---------- Supplied material ----------

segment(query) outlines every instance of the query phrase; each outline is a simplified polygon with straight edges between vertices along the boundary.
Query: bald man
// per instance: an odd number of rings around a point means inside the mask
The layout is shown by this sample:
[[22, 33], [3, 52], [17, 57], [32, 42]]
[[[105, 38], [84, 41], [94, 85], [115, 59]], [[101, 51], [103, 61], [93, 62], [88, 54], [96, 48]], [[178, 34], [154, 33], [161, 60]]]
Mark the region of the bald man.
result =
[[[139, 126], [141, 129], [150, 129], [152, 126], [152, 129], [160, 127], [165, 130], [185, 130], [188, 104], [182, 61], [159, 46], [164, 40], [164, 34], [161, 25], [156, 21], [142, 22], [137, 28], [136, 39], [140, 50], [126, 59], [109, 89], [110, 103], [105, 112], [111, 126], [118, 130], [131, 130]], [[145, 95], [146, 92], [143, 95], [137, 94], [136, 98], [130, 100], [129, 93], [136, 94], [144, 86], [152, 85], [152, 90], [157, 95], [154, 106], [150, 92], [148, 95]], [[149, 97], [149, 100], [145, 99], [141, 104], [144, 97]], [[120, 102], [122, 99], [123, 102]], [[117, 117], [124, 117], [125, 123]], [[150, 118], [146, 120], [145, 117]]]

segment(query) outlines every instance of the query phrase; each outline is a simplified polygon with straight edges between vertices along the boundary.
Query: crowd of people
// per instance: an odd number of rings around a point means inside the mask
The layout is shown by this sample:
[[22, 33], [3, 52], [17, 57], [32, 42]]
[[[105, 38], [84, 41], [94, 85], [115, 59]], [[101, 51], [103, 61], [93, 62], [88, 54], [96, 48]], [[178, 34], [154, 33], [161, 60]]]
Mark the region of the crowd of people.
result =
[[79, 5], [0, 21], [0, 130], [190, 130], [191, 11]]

----------

Write out every line of the records above, with no change to any character.

> [Expected answer]
segment(query) outlines every instance of the query phrase; each outline is a simplified polygon with straight edges between vertices along the boundary.
Query: bald man
// per instance: an odd number of rings around a point means inside the mask
The layout is shown by this sample:
[[22, 33], [3, 52], [17, 57], [32, 42]]
[[[105, 38], [84, 41], [94, 85], [115, 59]], [[101, 51], [103, 61], [93, 62], [88, 54], [96, 48]], [[178, 34], [154, 33], [161, 60]]]
Mark the region of the bald man.
result =
[[[139, 126], [141, 129], [150, 129], [152, 126], [152, 129], [160, 127], [165, 130], [185, 130], [188, 104], [182, 61], [159, 46], [164, 40], [164, 34], [161, 25], [156, 21], [142, 22], [137, 28], [136, 39], [140, 50], [126, 59], [109, 89], [110, 103], [105, 112], [111, 126], [118, 130], [131, 130]], [[145, 95], [146, 92], [143, 95], [137, 94], [136, 98], [130, 100], [129, 93], [136, 94], [144, 86], [152, 85], [152, 90], [157, 95], [154, 106], [150, 92], [148, 95]], [[149, 97], [149, 100], [145, 99], [141, 104], [144, 97]], [[120, 102], [122, 99], [123, 102]], [[117, 117], [124, 117], [125, 123]], [[150, 118], [146, 120], [145, 117]]]

segment(query) outlines every instance of the query phrase; each outline is a simplified polygon with straight edges between vertices along the boundary.
Query: crowd of people
// per instance: an odd number of rings around a point means inside the mask
The layout is shown by this sample:
[[22, 33], [3, 52], [17, 57], [32, 42]]
[[[105, 38], [84, 41], [94, 85], [115, 59]], [[101, 51], [103, 61], [93, 62], [88, 54], [96, 48]], [[178, 34], [154, 33], [161, 60]]]
Mark the region of the crowd of people.
result =
[[79, 5], [0, 21], [0, 130], [190, 130], [191, 11]]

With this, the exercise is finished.